INSTRUCTIONS FOR THE TASK: Starting at the line that contains "Target: sandal", set down each line exactly until the records end, keeping both ends and adding nothing.

── INFORMATION GIVEN

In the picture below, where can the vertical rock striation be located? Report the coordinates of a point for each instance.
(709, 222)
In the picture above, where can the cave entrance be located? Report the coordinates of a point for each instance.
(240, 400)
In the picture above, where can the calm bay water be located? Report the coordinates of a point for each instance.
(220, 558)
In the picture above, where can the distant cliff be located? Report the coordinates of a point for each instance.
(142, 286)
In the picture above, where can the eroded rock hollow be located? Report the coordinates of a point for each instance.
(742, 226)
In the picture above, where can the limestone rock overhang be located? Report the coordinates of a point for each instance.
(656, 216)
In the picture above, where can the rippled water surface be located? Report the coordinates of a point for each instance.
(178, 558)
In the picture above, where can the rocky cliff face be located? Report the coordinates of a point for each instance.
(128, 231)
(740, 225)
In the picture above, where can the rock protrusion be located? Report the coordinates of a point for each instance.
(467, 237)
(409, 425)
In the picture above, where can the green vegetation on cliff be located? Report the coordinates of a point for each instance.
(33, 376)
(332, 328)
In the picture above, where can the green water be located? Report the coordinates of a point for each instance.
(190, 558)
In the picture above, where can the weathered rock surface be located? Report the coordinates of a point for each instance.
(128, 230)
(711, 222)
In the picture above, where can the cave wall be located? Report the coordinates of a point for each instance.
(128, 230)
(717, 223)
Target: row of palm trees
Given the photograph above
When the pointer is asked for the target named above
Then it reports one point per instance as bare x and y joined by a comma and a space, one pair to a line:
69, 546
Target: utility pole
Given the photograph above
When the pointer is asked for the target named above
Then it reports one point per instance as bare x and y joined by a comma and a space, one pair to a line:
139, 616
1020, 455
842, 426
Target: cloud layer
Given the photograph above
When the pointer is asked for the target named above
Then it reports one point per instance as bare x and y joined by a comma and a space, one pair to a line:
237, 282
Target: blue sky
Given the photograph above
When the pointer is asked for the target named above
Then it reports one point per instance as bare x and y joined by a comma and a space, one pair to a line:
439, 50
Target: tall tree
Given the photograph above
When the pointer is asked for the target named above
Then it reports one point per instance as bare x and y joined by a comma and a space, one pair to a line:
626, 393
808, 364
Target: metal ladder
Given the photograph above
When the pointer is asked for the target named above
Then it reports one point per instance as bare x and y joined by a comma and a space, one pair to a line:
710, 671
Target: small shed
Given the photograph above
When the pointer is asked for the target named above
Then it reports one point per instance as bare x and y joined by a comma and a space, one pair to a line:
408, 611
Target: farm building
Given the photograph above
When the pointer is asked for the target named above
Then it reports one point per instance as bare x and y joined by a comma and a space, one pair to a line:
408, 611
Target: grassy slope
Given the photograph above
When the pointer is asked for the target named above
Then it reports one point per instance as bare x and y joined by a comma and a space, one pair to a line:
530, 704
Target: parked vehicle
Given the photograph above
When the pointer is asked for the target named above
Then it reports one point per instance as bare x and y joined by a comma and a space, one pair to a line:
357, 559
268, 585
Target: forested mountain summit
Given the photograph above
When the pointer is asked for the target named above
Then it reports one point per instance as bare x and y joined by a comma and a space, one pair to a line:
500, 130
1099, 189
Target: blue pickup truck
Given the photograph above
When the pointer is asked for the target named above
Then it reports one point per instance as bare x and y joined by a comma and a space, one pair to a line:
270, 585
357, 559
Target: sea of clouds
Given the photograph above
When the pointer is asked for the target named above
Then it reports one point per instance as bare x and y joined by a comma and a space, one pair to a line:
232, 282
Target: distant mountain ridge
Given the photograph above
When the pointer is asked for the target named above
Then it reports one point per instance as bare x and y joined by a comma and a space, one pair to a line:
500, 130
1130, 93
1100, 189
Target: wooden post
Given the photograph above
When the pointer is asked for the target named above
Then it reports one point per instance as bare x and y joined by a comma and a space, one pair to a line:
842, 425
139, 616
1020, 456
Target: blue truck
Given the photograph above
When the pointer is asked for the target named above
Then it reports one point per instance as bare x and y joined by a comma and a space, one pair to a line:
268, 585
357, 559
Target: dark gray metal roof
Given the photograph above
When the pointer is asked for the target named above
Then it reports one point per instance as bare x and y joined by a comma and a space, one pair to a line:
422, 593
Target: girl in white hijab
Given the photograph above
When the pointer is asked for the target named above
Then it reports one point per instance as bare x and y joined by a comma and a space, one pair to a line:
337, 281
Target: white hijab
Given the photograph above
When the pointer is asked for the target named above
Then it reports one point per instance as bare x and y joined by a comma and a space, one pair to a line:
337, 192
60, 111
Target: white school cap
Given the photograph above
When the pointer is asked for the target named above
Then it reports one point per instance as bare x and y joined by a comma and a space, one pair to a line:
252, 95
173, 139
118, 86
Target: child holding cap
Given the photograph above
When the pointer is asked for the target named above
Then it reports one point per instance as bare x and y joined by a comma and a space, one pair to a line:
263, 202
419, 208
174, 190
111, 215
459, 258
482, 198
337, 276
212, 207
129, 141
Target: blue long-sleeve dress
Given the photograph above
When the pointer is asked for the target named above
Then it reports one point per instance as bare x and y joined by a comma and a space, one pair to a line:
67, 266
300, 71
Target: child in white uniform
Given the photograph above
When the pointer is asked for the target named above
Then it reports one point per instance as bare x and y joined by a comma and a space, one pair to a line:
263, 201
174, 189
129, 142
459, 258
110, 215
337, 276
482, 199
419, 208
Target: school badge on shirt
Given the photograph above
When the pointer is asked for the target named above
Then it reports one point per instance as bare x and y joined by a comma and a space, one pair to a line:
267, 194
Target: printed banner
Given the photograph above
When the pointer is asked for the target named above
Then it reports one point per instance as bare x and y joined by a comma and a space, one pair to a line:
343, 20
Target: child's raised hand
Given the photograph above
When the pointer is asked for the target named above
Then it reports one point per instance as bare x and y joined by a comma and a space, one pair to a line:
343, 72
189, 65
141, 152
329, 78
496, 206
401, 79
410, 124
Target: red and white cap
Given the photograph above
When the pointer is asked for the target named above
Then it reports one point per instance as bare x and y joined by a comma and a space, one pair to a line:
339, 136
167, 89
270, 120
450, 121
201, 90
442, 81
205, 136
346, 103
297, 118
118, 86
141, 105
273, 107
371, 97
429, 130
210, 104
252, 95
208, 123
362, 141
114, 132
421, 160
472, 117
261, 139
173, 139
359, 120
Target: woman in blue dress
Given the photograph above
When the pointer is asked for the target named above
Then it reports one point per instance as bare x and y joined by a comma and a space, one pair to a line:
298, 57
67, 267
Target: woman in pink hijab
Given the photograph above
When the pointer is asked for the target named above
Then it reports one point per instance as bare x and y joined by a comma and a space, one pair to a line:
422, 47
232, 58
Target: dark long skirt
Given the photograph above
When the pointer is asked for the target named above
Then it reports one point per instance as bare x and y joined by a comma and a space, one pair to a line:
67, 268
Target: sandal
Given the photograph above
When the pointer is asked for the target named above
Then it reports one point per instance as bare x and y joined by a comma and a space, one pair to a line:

────

RESULT OF THIS EXERCISE:
Target: sandal
Given the photograph above
When the pointer is asked for the target named above
Then it reports one point per instance as bare x and y joined by a comma and a space, one pair to a line:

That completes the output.